- Problem details -
Copy out the Cuomo article in full, word for word.

- Source document -
- Opening Delimiter -
The investigations into the multiple controversies facing Gov. Andrew Cuomo will continue to not elicit a public comment from the governor himself.
Cuomo on Wednesday declined to say whether he would resign if an investigation being conducted by Attorney General Letitia James into allegations of sexual harassment or inappropriate behavior concludes he violated the law.
"Let's see what the review says and we'll take it from there," Cuomo said, pointing to his own time as attorney general and the efforts made to avoid public comments about investigations.
"I'm not going to have any comment on a review that's underway beyond that," he added.
The event on Wednesday was yet another split screen moment for New York politics. Cuomo was making an unrelated appearance at a mass vaccination site in Yonkers as the Democratic-led Assembly Judiciary Committee in Albany was meeting to discuss a widening impeachment investigation. That probe so far has questioned about 70 witnesses, according to committee chairman Charles Lavine.
- Closing Delimiter -
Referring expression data
- Opening Delimiter -
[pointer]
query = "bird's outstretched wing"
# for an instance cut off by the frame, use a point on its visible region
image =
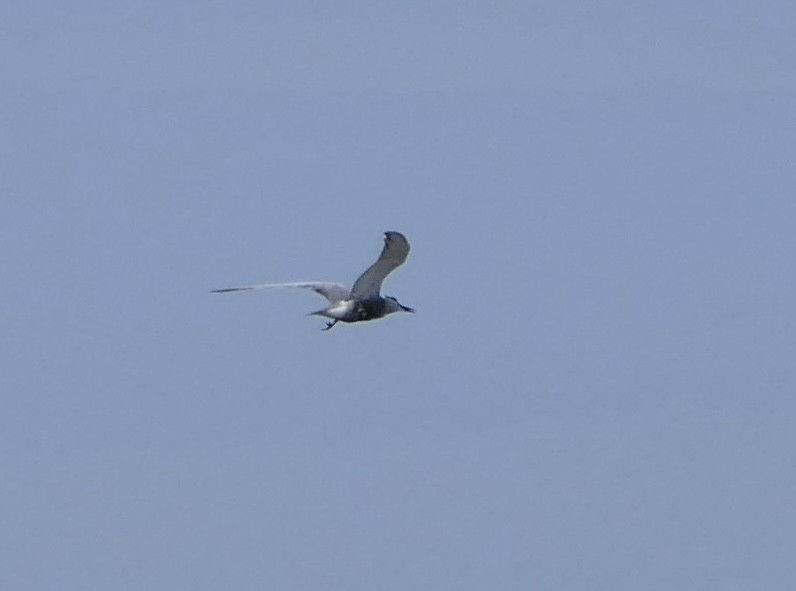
(393, 255)
(334, 292)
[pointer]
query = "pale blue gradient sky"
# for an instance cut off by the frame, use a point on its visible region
(597, 391)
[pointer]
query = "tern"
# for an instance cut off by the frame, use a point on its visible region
(364, 301)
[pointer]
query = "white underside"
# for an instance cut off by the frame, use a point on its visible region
(340, 310)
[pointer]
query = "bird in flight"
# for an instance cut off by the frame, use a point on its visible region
(364, 301)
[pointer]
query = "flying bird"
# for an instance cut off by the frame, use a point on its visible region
(364, 301)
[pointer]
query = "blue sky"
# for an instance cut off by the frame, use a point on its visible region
(597, 390)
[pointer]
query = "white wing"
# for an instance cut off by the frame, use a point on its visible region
(393, 255)
(334, 292)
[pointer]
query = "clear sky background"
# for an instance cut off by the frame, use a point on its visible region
(597, 391)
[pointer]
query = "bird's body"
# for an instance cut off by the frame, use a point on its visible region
(363, 302)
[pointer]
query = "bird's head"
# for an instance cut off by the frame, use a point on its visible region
(394, 305)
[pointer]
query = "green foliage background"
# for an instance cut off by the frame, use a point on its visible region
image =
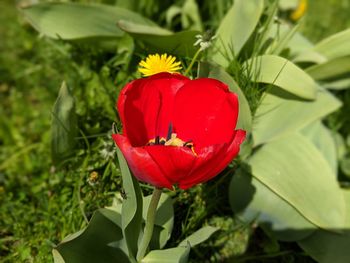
(40, 204)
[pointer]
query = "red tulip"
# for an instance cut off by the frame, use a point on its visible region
(177, 130)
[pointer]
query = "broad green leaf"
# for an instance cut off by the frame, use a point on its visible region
(213, 71)
(63, 126)
(164, 220)
(170, 255)
(335, 46)
(309, 56)
(136, 28)
(99, 242)
(330, 69)
(282, 73)
(199, 236)
(70, 21)
(295, 170)
(322, 138)
(337, 84)
(288, 4)
(252, 200)
(161, 40)
(345, 165)
(282, 42)
(131, 207)
(278, 115)
(327, 247)
(236, 28)
(297, 44)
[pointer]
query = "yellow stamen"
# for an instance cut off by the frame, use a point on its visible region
(173, 141)
(299, 11)
(155, 63)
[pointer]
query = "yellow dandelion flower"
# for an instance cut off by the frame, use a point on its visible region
(299, 11)
(156, 63)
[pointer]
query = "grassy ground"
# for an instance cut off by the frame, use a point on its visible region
(39, 203)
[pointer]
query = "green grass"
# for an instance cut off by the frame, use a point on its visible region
(41, 204)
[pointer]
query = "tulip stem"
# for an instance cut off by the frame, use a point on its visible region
(151, 216)
(192, 62)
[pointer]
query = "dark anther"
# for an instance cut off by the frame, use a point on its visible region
(170, 131)
(188, 144)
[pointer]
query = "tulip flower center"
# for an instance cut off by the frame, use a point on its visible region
(172, 140)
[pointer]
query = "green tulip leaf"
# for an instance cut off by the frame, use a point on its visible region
(199, 236)
(161, 40)
(71, 21)
(280, 72)
(216, 72)
(327, 247)
(322, 138)
(64, 126)
(170, 255)
(101, 241)
(294, 169)
(164, 220)
(131, 207)
(253, 201)
(236, 28)
(330, 69)
(279, 114)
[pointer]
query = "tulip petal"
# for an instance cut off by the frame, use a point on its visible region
(146, 106)
(205, 112)
(213, 160)
(141, 163)
(175, 162)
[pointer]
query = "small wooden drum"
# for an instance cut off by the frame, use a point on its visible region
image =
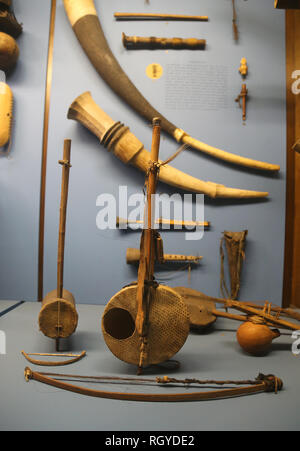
- Closing Delimiter -
- Task solution -
The investigations into the multiple controversies facing Gov. Andrew Cuomo will continue to not elicit a public comment from the governor himself.
Cuomo on Wednesday declined to say whether he would resign if an investigation being conducted by Attorney General Letitia James into allegations of sexual harassment or inappropriate behavior concludes he violated the law.
"Let's see what the review says and we'll take it from there," Cuomo said, pointing to his own time as attorney general and the efforts made to avoid public comments about investigations.
"I'm not going to have any comment on a review that's underway beyond that," he added.
The event on Wednesday was yet another split screen moment for New York politics. Cuomo was making an unrelated appearance at a mass vaccination site in Yonkers as the Democratic-led Assembly Judiciary Committee in Albany was meeting to discuss a widening impeachment investigation. That probe so far has questioned about 70 witnesses, according to committee chairman Charles Lavine.